### [Set of tasks]
1) Answer these questions about the comment thread on content preferences:
(a) Which platforms are named as places people might go instead?
(b) What three things does the imagined #1 grocery chain remove?
(c) What is the username of the person who replies?
2) Continue the comment thread on content preferences from the point where it stops.

═══ Extracted text

I'd bet that this is ultimately about people's preferences for consuming content, unfortunately.

People will say they only want content from friends, just as they say they want to eat healthily. But the desire and the reality end up looking very different.

People at large will spend time in whatever surfaces are the most engaging (~addictive), and if a platform like Facebook removed those "other posts", it's likely that people would just spend time on another platform instead -- TikTok, Reddit, YouTube Shorts, etc...

It's like if the #1 grocery chain removed all the addictive stuff. No junk food, no soda, no alcohol. In the short term, people might consume less bad stuff. But in the long run, the #2 chain would take over, and we'd be back where we started.

I'm not saying this is a good thing, but it's a very tricky problem to tackle at scale.

idle_zealot a day ago | parent | next [-]

> It's like if the #1 grocery chain removed all the addictive stuff. No junk food, no soda, no alcohol. In the short term, people might consume less bad stuff. But in the long run, the #2 chain would take over, and we'd be back where we started.

══════
═══ Provided data

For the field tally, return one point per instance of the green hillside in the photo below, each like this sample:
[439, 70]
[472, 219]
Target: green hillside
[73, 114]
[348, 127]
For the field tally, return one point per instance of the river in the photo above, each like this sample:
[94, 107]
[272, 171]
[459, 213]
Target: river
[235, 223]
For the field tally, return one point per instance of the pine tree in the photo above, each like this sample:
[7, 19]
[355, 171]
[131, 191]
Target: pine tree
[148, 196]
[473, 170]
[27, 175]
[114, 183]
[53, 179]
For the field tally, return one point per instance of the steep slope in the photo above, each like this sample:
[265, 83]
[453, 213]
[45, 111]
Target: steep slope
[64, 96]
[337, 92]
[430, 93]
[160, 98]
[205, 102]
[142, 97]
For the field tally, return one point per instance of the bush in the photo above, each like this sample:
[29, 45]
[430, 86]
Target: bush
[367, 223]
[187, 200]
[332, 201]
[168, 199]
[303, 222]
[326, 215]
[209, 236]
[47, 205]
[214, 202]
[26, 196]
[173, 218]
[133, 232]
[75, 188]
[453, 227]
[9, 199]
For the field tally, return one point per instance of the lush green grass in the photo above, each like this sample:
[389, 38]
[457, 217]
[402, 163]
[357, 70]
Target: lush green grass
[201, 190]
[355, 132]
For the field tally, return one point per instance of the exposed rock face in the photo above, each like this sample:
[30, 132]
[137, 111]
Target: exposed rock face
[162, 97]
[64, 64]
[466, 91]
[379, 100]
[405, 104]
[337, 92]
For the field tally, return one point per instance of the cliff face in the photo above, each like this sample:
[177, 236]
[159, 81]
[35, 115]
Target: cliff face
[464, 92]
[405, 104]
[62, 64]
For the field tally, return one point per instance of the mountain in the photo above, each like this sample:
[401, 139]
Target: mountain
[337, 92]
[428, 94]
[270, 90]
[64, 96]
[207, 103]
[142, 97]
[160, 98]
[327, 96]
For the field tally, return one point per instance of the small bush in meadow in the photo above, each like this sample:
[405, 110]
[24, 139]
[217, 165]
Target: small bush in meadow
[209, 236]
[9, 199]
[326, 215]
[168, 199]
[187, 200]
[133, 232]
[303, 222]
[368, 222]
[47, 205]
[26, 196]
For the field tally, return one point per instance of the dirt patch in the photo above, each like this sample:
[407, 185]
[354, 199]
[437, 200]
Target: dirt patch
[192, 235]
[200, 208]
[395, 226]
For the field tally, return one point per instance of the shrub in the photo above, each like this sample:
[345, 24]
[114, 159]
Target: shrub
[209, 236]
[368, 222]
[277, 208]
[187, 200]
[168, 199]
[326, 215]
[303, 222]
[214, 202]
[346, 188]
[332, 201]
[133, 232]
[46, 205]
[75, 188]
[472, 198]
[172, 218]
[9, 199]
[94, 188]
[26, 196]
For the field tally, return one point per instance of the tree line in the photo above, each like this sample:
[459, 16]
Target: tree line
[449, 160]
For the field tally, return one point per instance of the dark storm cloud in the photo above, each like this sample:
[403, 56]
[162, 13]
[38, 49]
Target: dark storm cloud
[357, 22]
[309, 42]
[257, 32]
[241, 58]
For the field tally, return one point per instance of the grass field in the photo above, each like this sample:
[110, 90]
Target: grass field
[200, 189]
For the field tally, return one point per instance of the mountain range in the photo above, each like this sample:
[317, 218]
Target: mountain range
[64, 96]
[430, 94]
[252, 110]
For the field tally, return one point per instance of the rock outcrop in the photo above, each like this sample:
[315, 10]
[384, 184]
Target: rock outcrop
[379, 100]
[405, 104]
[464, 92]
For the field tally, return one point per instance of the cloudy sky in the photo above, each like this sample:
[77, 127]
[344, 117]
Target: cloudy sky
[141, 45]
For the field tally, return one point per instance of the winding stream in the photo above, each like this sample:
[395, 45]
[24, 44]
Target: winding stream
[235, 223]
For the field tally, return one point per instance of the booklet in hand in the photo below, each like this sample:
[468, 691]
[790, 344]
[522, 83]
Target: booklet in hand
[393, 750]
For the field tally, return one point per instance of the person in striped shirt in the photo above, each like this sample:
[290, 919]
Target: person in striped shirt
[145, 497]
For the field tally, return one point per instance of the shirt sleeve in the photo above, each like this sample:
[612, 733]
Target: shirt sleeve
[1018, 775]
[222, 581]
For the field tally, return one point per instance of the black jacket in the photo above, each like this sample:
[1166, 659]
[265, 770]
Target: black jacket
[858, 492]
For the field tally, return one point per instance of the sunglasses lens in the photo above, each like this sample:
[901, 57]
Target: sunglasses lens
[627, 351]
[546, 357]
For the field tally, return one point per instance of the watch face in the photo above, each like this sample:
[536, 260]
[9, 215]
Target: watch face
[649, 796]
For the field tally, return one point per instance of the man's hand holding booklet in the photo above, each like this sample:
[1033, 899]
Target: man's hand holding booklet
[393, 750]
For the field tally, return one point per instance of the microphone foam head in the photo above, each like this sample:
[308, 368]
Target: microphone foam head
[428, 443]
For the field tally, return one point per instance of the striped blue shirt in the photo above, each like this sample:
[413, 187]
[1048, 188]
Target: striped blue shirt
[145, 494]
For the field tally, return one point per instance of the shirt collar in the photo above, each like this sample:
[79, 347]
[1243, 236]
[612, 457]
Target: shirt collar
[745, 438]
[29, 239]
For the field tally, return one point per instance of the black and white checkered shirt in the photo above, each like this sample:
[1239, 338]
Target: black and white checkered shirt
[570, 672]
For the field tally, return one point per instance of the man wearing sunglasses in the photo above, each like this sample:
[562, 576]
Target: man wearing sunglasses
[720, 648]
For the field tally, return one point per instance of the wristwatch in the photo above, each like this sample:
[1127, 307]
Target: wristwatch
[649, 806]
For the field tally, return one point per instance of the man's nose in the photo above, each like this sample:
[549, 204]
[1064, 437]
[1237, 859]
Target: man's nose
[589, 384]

══════

### [Answers to the exercise]
1)
(a) TikTok, Reddit and YouTube Shorts.
(b) Junk food, soda and alcohol.
(c) idle_zealot.

2)
What you are observing is a case where market signals result in obviously undesirable outcomes. The problem cannot be solved from within the market, the market's signaling needs a tweak. In the case of this example, a tweak to bring purchasing behavior inline with what people want to be buying in the long term, what they know is good for them. This could be achieved by mandating some form of friction in buying unhealthy food. Banning outright tends to go poorly, but friction has seen great success, like with smoking.

I'm not sure exactly what this looks like for social media, or if it's even a necessary form of action (would banning surveillance-based advertising kill feed-driven platforms as a side effect?) but as you say, the market will not resolve this even if an industry leader tries to do the right thing.

GuB-42 a day ago | parent | prev | next [-]

> People will say they only want content from friends

I actually don't want content from friends, at least not in the way Facebook presented it before becoming another TikTok.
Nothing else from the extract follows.